(Aim of the exercise): Your response should be a copy of each line in the listing below that includes the word "antenna".

(Records):

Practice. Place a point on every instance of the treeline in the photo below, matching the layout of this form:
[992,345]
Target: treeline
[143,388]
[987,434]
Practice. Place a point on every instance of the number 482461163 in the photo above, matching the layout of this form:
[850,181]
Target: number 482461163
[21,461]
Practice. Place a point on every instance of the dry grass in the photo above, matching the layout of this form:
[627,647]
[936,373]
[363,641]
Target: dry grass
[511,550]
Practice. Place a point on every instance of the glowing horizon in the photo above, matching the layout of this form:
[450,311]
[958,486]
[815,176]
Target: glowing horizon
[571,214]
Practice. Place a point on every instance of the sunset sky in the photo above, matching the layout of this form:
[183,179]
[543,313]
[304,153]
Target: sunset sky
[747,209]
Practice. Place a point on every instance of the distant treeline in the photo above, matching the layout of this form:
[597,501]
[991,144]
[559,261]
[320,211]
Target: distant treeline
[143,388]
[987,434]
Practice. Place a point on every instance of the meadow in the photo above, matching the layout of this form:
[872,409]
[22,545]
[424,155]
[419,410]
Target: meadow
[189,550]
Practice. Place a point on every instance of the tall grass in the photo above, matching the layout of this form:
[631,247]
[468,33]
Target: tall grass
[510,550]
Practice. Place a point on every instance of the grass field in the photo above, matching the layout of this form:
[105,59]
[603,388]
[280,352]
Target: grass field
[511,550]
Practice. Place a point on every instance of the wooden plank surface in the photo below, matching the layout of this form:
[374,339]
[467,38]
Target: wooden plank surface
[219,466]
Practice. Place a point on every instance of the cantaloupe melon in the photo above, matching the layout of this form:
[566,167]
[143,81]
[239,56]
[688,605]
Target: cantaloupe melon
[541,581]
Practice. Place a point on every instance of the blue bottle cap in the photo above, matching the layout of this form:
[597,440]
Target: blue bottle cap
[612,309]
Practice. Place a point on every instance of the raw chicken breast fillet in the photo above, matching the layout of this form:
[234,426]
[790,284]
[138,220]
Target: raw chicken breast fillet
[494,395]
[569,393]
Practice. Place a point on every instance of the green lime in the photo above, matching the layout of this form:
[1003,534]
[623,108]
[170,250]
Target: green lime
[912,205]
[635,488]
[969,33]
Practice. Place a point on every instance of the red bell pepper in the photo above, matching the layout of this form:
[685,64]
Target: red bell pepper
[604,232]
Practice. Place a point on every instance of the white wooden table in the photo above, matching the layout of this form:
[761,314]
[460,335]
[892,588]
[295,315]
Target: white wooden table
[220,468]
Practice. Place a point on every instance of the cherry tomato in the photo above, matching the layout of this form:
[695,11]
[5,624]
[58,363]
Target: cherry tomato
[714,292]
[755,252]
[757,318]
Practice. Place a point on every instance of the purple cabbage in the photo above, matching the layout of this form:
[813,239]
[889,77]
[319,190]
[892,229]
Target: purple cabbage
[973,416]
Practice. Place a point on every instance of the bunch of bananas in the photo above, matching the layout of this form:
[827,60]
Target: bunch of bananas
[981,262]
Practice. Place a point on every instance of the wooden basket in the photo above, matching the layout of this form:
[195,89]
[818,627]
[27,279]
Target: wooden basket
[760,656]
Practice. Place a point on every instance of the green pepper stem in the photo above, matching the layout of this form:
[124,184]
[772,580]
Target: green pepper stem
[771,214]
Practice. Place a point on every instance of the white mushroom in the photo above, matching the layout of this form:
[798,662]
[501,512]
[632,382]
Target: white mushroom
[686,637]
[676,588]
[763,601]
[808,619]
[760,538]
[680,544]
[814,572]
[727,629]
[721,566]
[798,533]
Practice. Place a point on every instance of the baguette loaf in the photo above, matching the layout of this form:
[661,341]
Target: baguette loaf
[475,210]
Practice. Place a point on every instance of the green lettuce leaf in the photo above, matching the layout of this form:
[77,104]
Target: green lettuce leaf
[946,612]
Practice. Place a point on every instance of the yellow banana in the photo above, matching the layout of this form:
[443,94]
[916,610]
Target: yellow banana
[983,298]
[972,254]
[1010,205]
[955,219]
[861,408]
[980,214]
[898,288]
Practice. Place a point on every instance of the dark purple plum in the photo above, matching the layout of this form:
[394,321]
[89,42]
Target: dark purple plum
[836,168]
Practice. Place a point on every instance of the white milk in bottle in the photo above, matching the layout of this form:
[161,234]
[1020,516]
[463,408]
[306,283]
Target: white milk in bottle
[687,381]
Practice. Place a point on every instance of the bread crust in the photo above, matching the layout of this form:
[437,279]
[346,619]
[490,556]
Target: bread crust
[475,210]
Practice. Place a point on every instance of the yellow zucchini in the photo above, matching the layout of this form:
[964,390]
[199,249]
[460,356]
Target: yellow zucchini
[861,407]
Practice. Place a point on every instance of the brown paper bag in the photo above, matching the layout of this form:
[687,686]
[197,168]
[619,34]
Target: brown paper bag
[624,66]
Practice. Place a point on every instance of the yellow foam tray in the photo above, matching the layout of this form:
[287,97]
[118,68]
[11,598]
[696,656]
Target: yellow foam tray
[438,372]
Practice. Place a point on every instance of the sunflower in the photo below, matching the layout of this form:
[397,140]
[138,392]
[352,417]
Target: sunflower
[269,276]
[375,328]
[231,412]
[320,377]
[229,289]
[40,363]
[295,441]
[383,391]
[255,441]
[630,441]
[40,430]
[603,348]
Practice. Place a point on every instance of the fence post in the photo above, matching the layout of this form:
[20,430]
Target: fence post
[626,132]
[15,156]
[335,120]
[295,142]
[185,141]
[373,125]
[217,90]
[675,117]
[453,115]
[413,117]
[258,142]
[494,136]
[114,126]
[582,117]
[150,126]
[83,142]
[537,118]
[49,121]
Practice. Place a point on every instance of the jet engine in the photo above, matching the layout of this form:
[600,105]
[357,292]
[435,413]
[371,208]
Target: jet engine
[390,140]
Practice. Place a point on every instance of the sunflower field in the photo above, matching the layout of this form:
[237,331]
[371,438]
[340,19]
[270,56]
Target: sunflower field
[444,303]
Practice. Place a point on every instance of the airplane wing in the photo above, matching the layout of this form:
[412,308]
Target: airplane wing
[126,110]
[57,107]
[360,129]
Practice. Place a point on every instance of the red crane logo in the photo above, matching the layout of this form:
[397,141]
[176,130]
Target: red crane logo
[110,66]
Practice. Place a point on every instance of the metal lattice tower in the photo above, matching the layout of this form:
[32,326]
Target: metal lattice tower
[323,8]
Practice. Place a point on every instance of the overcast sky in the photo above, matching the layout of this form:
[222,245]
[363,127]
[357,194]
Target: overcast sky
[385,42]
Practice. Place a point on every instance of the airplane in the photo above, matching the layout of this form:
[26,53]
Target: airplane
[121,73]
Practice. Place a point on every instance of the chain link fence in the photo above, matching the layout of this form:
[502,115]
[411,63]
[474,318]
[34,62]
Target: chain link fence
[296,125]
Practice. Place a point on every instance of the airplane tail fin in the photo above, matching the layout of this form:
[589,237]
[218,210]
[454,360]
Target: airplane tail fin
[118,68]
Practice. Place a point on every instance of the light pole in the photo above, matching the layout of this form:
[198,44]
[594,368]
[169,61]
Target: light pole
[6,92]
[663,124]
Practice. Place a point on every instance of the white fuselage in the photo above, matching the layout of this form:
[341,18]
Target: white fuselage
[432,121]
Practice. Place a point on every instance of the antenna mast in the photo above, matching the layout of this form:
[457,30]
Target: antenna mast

(Task result):
Practice. Place a point on every instance of the antenna mast in the photo above, matching the layout of this form:
Target: antenna mast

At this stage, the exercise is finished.